**Material provided:**
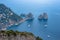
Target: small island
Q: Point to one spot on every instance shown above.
(29, 16)
(8, 17)
(43, 17)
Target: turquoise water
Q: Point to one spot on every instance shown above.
(49, 32)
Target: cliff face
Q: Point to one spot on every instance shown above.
(8, 17)
(10, 35)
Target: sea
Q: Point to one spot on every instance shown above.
(47, 30)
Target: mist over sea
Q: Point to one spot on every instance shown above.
(52, 8)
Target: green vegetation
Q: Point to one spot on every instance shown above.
(15, 33)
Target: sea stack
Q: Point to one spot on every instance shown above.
(43, 17)
(29, 16)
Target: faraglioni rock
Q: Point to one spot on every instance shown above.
(43, 17)
(15, 35)
(29, 16)
(8, 17)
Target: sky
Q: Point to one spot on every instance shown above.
(31, 5)
(33, 1)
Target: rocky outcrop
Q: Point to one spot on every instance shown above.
(8, 17)
(29, 16)
(43, 16)
(11, 35)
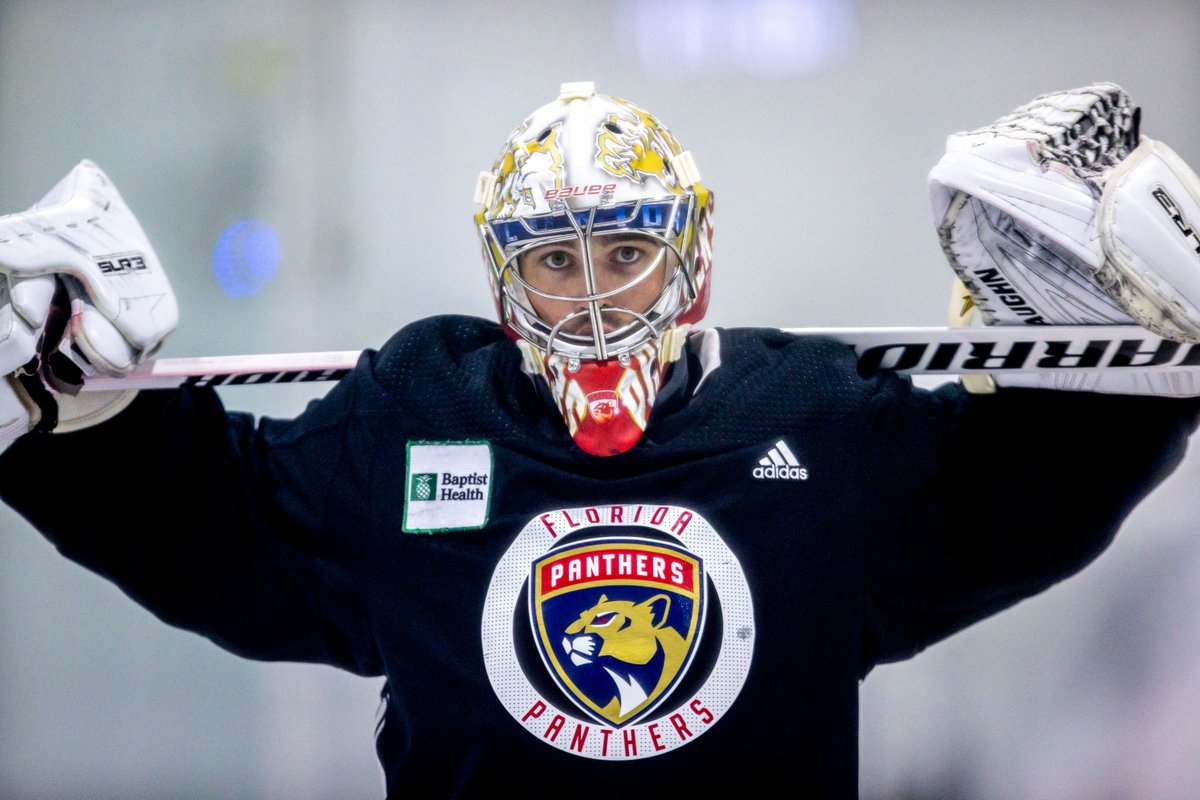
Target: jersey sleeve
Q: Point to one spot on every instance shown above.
(237, 529)
(982, 500)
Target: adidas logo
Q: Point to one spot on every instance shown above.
(780, 464)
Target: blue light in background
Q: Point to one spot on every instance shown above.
(761, 37)
(245, 258)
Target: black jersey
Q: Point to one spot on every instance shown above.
(685, 615)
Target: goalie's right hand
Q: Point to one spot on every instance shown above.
(82, 293)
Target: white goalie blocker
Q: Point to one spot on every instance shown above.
(1063, 214)
(82, 293)
(83, 239)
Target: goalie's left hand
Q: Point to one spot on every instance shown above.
(1063, 214)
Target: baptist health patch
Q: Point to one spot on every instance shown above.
(448, 486)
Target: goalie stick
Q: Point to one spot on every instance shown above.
(912, 350)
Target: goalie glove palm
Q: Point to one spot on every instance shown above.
(1062, 214)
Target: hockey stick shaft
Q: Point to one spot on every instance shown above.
(913, 350)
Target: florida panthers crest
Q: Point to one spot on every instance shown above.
(618, 632)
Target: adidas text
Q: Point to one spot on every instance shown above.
(780, 464)
(781, 473)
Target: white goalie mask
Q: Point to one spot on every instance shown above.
(597, 238)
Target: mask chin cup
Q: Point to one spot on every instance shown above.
(605, 404)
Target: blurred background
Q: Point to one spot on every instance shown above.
(305, 170)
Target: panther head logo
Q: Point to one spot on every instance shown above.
(621, 635)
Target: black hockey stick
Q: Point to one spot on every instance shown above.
(913, 350)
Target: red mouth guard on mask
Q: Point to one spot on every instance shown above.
(605, 404)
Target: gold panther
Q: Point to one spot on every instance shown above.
(630, 633)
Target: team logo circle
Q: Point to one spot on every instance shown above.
(618, 632)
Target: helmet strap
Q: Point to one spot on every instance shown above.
(606, 404)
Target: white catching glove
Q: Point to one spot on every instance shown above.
(82, 293)
(1062, 214)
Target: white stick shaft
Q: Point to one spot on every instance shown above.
(915, 350)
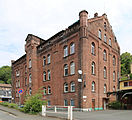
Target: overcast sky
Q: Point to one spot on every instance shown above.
(44, 18)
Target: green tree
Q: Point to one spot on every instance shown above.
(5, 74)
(126, 59)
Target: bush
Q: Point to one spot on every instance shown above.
(33, 104)
(115, 105)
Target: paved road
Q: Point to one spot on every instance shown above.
(12, 114)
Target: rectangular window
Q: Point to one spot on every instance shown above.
(65, 103)
(72, 103)
(48, 59)
(30, 63)
(125, 84)
(65, 51)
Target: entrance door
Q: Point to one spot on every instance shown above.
(93, 104)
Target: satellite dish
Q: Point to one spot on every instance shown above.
(80, 72)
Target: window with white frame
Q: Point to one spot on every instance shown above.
(30, 78)
(48, 58)
(30, 91)
(93, 86)
(44, 61)
(105, 88)
(72, 87)
(105, 72)
(72, 102)
(104, 55)
(44, 76)
(30, 63)
(65, 103)
(65, 51)
(65, 87)
(93, 48)
(72, 68)
(93, 68)
(49, 90)
(44, 91)
(110, 41)
(114, 89)
(72, 48)
(114, 75)
(114, 60)
(105, 38)
(65, 70)
(99, 34)
(49, 76)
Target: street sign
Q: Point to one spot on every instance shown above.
(20, 91)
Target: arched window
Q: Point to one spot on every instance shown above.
(48, 58)
(72, 87)
(114, 60)
(65, 70)
(105, 55)
(44, 90)
(105, 72)
(49, 75)
(65, 87)
(44, 76)
(72, 68)
(99, 34)
(105, 38)
(93, 86)
(65, 51)
(49, 90)
(72, 48)
(93, 48)
(110, 41)
(93, 68)
(105, 88)
(114, 75)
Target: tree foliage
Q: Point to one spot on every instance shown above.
(5, 75)
(126, 60)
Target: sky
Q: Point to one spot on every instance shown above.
(44, 18)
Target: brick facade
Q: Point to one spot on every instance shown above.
(88, 50)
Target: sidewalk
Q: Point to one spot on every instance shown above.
(23, 116)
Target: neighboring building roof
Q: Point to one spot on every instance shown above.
(5, 85)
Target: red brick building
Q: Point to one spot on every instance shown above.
(77, 66)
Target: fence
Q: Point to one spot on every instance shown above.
(58, 109)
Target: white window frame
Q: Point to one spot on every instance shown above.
(44, 91)
(93, 48)
(48, 57)
(99, 34)
(105, 72)
(72, 48)
(72, 68)
(49, 75)
(44, 76)
(93, 86)
(105, 88)
(65, 69)
(49, 90)
(93, 68)
(65, 87)
(65, 51)
(72, 87)
(30, 63)
(105, 38)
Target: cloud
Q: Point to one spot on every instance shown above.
(45, 18)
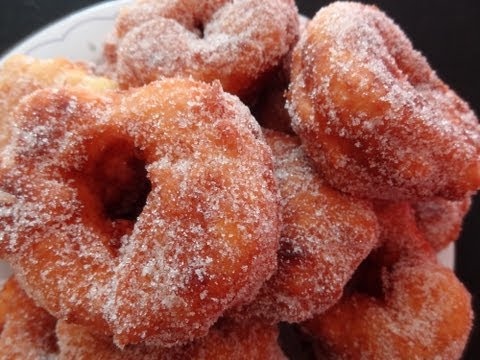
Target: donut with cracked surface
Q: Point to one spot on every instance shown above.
(225, 340)
(26, 330)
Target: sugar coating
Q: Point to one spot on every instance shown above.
(21, 75)
(325, 236)
(27, 331)
(374, 117)
(269, 107)
(441, 220)
(236, 42)
(205, 240)
(226, 340)
(424, 312)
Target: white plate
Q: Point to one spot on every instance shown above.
(80, 36)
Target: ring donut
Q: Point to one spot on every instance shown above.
(235, 42)
(142, 214)
(325, 236)
(420, 311)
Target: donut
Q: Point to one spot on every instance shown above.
(325, 236)
(21, 75)
(143, 214)
(26, 331)
(235, 42)
(226, 340)
(373, 116)
(269, 109)
(440, 220)
(419, 311)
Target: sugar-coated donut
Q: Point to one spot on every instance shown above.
(142, 214)
(235, 42)
(373, 115)
(325, 236)
(21, 75)
(225, 340)
(420, 311)
(441, 220)
(27, 332)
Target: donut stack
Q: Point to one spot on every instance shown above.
(147, 214)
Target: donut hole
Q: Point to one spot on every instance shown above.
(116, 175)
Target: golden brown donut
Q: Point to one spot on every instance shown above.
(325, 236)
(27, 332)
(226, 340)
(419, 311)
(373, 115)
(142, 214)
(269, 108)
(236, 42)
(21, 75)
(440, 220)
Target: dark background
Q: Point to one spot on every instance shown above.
(446, 31)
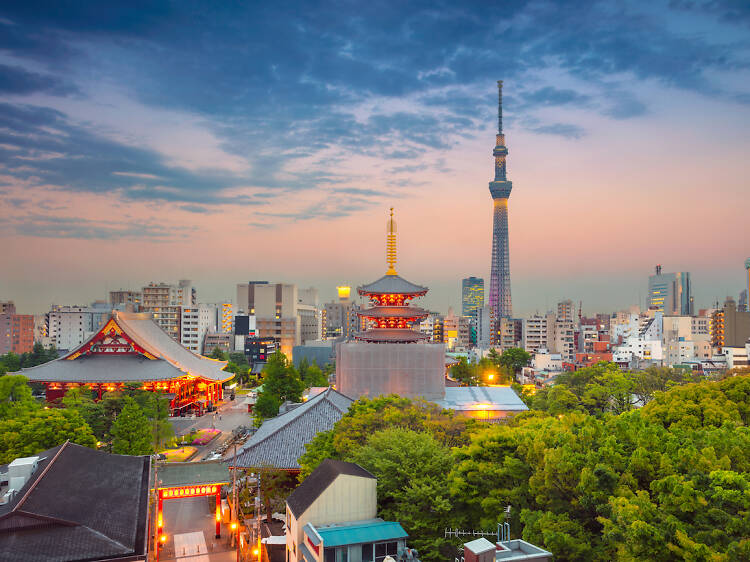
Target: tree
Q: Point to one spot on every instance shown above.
(314, 377)
(131, 431)
(411, 468)
(464, 372)
(36, 430)
(218, 354)
(281, 383)
(514, 359)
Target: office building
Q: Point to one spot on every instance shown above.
(165, 302)
(566, 311)
(670, 293)
(730, 327)
(472, 295)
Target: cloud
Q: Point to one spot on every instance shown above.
(42, 226)
(15, 80)
(566, 130)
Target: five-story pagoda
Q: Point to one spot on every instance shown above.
(390, 316)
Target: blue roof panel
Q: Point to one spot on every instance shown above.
(373, 531)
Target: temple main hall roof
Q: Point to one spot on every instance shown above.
(392, 284)
(170, 359)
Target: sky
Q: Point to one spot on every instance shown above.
(233, 141)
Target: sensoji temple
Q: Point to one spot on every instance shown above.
(132, 348)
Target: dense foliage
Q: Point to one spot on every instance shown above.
(27, 428)
(493, 369)
(588, 473)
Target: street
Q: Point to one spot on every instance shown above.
(190, 528)
(229, 416)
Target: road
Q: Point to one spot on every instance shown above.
(190, 529)
(230, 415)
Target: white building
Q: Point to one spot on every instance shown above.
(70, 326)
(195, 323)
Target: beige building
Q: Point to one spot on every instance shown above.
(332, 515)
(288, 315)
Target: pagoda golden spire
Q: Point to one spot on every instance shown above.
(390, 248)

**How to complete this task:**
Filter the records above and copy every line that contains the word "foliage".

**Expected answer:**
Target: tree foliage
Target: dense foliage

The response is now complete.